INPUT

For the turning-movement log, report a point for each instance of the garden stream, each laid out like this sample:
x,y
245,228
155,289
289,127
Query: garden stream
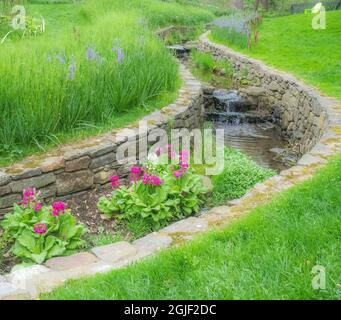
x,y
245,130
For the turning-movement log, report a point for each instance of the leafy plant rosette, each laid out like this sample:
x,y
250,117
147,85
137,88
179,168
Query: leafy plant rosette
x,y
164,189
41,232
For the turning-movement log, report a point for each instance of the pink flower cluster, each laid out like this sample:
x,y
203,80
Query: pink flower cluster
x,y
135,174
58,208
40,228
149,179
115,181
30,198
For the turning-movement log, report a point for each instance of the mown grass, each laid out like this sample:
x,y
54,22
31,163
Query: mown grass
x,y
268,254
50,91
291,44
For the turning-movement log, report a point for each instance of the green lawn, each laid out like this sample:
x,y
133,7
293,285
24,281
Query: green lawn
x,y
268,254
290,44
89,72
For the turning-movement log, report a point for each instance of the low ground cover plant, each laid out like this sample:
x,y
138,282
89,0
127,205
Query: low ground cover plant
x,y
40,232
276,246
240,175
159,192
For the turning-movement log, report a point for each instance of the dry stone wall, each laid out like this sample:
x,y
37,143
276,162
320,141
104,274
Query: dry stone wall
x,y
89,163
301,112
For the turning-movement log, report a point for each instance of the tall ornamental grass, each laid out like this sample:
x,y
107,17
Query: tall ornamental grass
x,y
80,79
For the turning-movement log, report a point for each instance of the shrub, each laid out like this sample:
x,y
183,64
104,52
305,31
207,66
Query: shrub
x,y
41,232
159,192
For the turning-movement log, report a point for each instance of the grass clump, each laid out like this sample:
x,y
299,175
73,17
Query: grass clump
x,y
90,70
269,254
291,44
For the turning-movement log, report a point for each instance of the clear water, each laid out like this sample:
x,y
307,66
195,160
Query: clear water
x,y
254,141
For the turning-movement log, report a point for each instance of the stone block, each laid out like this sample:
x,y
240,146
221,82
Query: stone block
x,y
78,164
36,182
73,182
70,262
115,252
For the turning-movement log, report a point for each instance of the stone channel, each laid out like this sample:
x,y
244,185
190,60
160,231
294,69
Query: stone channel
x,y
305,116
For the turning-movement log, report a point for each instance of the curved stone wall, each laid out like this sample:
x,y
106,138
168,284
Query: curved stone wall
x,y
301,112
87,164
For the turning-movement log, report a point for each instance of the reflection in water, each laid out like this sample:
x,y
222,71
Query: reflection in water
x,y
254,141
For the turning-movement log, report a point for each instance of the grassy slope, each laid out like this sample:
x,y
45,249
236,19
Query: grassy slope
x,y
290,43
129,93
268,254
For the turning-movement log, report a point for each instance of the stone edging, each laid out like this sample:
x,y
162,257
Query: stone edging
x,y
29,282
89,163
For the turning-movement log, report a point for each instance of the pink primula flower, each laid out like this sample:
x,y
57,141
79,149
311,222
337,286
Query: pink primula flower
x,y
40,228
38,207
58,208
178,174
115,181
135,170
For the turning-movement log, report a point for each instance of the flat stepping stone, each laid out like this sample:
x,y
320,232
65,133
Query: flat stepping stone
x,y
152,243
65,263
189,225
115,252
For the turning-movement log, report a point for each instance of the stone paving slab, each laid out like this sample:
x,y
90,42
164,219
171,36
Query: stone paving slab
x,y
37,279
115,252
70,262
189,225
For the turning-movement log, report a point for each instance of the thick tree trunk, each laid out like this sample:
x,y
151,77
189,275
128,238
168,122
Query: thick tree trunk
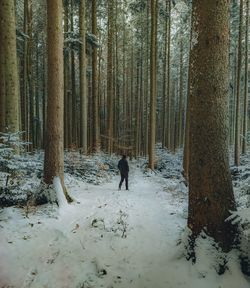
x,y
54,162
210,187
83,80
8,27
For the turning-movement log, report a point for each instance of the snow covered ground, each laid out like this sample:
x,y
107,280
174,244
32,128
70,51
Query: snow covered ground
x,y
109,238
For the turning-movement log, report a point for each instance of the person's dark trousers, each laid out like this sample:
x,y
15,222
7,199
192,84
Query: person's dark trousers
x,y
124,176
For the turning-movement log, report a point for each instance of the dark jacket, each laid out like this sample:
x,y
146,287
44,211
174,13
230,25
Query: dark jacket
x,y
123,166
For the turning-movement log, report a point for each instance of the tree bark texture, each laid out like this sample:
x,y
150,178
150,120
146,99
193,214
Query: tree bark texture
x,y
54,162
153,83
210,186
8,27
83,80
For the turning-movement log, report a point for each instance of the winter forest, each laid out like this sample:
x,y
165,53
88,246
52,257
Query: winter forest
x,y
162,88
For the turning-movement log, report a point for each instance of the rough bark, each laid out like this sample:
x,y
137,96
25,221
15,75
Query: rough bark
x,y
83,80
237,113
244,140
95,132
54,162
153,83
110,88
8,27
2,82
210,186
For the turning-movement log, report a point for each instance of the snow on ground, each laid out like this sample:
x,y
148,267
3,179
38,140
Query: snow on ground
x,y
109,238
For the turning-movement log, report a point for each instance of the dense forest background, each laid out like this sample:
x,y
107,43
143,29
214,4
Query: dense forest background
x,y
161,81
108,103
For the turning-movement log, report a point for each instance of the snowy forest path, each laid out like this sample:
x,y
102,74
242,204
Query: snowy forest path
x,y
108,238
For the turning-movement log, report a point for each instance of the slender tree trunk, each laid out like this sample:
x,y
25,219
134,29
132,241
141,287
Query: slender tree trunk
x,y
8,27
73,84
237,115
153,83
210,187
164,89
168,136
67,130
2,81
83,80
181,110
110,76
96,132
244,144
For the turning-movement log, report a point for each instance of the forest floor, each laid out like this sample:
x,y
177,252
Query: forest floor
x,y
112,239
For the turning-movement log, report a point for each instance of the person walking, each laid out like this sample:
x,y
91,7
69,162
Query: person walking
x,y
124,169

TASK INSTRUCTIONS
Return verbatim every line of the data, starting at the line containing "of the forest" and ending at the last line of the data.

RESULT OF THE TASK
For the turning-movement log, report a point for each instance of the forest floor, each laid out like this sample:
x,y
177,252
Query: forest floor
x,y
112,239
For the turning-movement log, report a point for each instance of the person walking, each laid out like this sample:
x,y
91,7
69,162
Query: person walking
x,y
124,169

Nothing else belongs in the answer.